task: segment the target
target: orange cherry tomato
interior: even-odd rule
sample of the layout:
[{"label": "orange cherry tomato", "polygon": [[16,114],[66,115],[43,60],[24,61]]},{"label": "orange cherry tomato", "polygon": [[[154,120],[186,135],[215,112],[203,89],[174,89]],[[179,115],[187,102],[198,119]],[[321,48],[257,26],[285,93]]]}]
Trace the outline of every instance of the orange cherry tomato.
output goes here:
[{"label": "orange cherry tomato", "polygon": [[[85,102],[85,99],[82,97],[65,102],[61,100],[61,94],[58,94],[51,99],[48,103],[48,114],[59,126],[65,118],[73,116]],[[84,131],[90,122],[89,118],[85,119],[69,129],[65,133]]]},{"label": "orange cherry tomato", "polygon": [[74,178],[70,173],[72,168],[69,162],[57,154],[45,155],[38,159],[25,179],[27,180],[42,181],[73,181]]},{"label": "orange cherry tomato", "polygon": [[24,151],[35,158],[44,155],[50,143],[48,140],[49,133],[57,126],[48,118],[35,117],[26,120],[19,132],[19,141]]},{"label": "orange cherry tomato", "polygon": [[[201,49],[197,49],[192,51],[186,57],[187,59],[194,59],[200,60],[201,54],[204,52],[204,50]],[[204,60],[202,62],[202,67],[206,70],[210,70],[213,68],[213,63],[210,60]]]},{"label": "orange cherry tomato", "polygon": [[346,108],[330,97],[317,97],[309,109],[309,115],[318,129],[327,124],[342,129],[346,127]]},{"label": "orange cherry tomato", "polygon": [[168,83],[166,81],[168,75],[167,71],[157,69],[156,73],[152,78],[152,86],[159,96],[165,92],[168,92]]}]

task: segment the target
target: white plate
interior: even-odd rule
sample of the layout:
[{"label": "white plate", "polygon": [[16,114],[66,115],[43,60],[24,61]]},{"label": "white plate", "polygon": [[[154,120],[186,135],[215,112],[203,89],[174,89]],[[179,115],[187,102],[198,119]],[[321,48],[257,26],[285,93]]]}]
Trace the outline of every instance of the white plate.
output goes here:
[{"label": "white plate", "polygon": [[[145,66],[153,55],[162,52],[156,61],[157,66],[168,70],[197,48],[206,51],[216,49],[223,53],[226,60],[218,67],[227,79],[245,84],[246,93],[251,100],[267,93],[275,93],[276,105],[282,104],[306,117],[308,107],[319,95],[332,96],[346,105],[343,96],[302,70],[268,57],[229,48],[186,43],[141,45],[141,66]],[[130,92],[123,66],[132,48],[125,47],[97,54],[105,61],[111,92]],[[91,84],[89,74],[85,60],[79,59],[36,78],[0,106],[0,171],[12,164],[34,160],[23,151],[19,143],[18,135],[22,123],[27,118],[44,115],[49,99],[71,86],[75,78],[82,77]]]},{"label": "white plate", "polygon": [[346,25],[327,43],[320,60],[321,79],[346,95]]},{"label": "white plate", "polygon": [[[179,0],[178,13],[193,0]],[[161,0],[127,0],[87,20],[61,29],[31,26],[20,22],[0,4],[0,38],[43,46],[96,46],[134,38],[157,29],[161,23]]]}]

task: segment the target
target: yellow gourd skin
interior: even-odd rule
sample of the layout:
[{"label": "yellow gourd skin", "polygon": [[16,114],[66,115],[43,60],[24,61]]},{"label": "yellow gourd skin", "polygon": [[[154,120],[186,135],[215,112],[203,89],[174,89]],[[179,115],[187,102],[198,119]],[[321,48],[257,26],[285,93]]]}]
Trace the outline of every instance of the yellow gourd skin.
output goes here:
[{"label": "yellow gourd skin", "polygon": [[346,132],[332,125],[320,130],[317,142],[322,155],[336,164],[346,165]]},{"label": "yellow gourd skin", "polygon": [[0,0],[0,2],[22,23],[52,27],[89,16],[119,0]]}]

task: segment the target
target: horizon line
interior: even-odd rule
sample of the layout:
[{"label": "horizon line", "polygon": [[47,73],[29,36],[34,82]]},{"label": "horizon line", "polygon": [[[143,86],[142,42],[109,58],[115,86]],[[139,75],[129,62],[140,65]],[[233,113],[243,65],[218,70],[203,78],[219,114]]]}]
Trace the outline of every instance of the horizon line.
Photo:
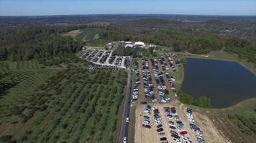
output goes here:
[{"label": "horizon line", "polygon": [[29,16],[96,16],[96,15],[176,15],[176,16],[256,16],[256,15],[229,15],[229,14],[45,14],[45,15],[0,15],[1,17],[29,17]]}]

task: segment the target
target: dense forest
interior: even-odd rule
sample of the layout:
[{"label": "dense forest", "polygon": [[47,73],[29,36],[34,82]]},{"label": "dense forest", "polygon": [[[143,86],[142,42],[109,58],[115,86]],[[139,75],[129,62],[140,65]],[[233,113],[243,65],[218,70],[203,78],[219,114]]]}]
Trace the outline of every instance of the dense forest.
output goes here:
[{"label": "dense forest", "polygon": [[81,49],[79,42],[59,34],[57,28],[29,26],[0,31],[0,60],[28,60]]},{"label": "dense forest", "polygon": [[[108,26],[83,29],[76,39],[90,46],[103,46],[107,42],[118,40],[142,41],[167,46],[175,51],[186,51],[193,54],[206,54],[224,49],[229,54],[237,54],[239,58],[256,63],[256,44],[253,41],[231,34],[219,35],[209,29],[171,29],[134,31],[129,27],[122,29]],[[134,55],[133,51],[126,49],[118,52],[123,53],[122,55]]]},{"label": "dense forest", "polygon": [[[252,20],[250,21],[253,22]],[[145,25],[145,27],[142,26],[143,24]],[[149,18],[127,20],[118,24],[108,26],[99,24],[95,24],[94,26],[91,24],[90,26],[79,24],[69,26],[29,24],[23,26],[1,27],[0,60],[47,59],[63,54],[76,52],[85,45],[103,46],[111,41],[124,40],[142,41],[170,47],[175,51],[187,51],[193,54],[206,54],[224,49],[225,51],[237,54],[239,57],[245,59],[249,62],[256,63],[256,44],[251,39],[253,37],[247,39],[246,36],[239,36],[232,33],[220,34],[219,30],[212,28],[188,29],[188,26],[185,28],[176,26],[162,26],[173,24],[175,22],[167,19]],[[198,24],[198,26],[201,24]],[[246,24],[244,26],[249,26]],[[158,26],[165,28],[159,29]],[[250,27],[248,29],[254,29]],[[63,35],[67,31],[76,29],[81,29],[82,32],[76,36],[75,40]]]}]

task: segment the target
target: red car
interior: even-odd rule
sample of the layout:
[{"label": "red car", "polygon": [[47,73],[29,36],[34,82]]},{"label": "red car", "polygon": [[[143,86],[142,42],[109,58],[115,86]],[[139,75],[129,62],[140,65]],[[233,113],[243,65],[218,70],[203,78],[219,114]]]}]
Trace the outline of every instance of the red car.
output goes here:
[{"label": "red car", "polygon": [[148,129],[150,129],[151,127],[150,125],[147,125],[147,124],[142,124],[142,127],[146,127],[146,128],[148,128]]}]

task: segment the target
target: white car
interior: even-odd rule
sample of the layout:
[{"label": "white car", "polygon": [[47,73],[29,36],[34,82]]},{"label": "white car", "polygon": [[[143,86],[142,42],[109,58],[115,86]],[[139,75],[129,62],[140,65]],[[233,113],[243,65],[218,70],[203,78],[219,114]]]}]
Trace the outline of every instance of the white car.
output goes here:
[{"label": "white car", "polygon": [[127,137],[124,137],[123,142],[127,143]]}]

#### [What to produce]
How many lines in the items above contain the string "every"? Case counts. Give only the number.

#### [Written response]
7